■ WORK ORDER: From the entries that follow, report every line in which "snowy" occurs.

■ EXCERPTED RECORDS:
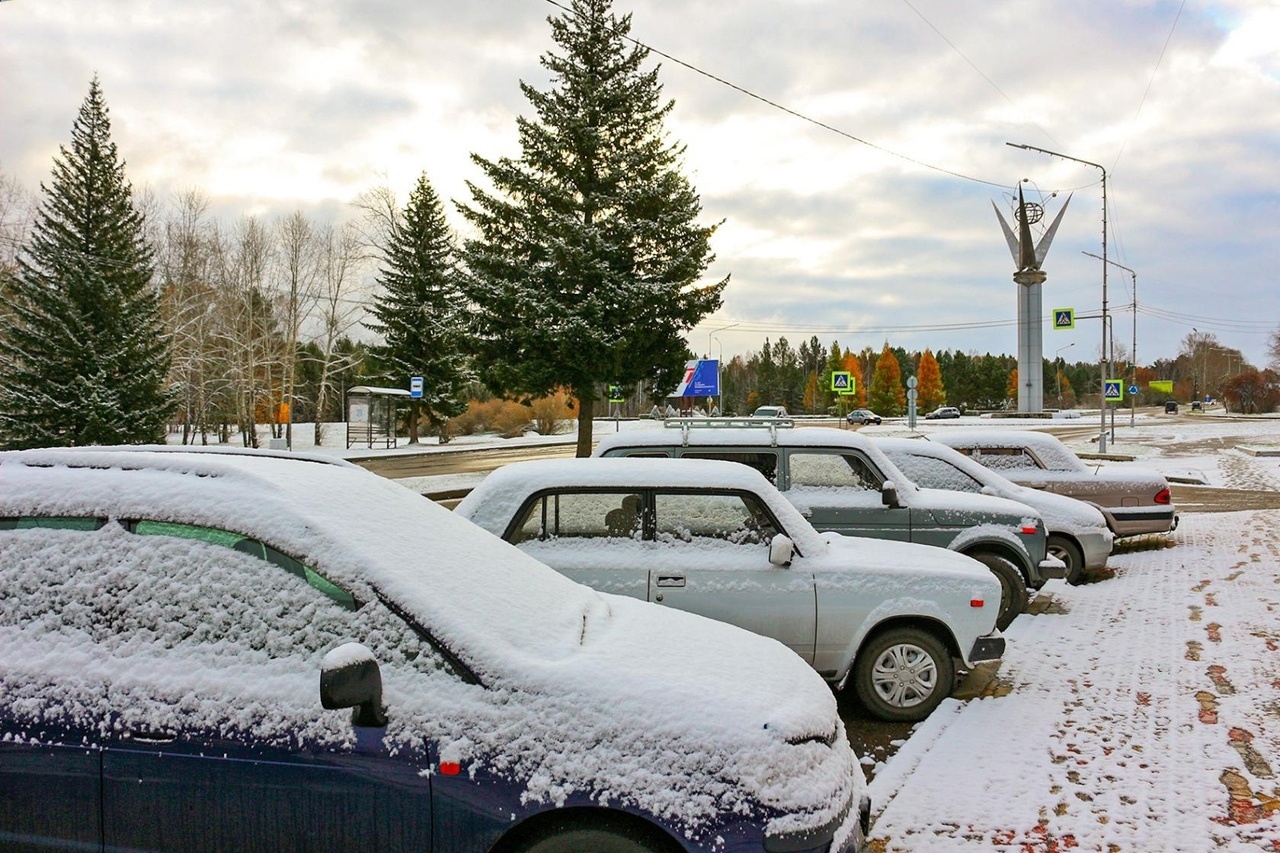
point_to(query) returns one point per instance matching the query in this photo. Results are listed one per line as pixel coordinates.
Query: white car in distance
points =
(1078, 532)
(718, 539)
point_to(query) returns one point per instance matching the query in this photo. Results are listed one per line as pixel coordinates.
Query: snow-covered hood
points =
(580, 692)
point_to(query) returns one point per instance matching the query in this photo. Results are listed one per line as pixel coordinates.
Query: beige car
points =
(1134, 500)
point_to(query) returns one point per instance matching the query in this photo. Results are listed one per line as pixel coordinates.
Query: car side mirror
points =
(781, 550)
(350, 679)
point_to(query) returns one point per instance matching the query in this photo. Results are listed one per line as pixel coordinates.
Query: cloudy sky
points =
(860, 213)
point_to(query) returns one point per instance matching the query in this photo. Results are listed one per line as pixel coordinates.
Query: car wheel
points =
(1069, 553)
(903, 675)
(609, 836)
(1013, 587)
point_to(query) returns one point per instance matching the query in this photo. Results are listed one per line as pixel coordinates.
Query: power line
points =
(791, 112)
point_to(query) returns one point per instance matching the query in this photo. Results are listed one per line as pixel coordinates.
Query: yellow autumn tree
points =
(928, 388)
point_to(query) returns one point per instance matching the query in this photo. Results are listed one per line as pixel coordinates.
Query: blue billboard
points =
(702, 379)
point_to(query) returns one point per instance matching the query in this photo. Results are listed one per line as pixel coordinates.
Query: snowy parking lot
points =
(1139, 712)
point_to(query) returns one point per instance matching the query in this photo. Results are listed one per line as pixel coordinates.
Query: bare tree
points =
(298, 269)
(342, 255)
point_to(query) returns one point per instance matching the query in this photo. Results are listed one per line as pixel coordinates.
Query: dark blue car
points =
(242, 652)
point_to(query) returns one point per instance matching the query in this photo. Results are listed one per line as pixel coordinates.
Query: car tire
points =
(903, 675)
(1013, 587)
(603, 836)
(1070, 553)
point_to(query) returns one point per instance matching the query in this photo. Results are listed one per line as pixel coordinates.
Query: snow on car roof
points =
(566, 662)
(494, 501)
(1051, 451)
(1060, 512)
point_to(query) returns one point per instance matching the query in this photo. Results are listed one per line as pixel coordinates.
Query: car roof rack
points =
(685, 424)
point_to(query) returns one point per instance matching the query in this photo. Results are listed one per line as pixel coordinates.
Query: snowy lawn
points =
(1144, 719)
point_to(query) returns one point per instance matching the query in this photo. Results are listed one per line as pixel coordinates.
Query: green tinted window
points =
(254, 548)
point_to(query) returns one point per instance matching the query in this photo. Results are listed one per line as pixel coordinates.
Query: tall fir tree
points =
(588, 259)
(86, 355)
(419, 313)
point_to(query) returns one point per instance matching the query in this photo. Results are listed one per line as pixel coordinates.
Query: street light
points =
(1102, 396)
(720, 361)
(1133, 352)
(1057, 357)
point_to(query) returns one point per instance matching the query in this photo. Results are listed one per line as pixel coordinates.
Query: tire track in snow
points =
(1144, 719)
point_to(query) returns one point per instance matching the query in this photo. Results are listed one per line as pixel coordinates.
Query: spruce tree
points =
(586, 264)
(417, 313)
(86, 355)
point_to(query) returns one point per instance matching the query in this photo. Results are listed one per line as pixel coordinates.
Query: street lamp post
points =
(1057, 364)
(1102, 395)
(720, 361)
(1133, 352)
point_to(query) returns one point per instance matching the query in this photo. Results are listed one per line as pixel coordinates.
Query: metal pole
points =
(1102, 383)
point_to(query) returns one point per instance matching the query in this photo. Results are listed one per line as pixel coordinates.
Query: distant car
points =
(241, 652)
(841, 482)
(1134, 500)
(1078, 532)
(717, 539)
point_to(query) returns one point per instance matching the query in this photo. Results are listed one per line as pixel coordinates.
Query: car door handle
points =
(152, 737)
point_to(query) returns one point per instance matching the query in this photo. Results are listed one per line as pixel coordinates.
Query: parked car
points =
(717, 539)
(842, 483)
(1078, 532)
(238, 652)
(1134, 500)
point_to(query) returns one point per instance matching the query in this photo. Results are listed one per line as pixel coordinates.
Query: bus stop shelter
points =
(371, 415)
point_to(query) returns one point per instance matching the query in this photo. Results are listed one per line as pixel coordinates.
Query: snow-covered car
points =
(1134, 500)
(717, 539)
(841, 482)
(237, 651)
(1078, 532)
(863, 416)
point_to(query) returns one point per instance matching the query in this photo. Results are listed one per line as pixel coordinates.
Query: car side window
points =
(251, 547)
(1005, 459)
(832, 470)
(581, 515)
(702, 516)
(764, 461)
(935, 473)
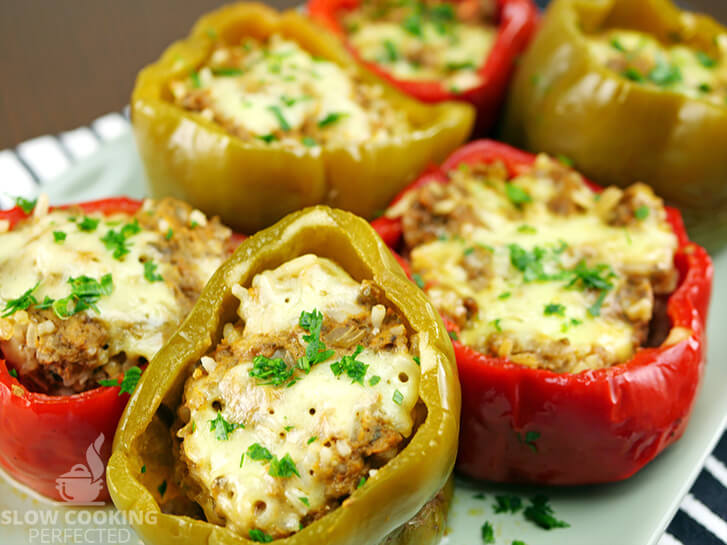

■ RESPONSE:
Query: snowy parking lot
Query: snowy lawn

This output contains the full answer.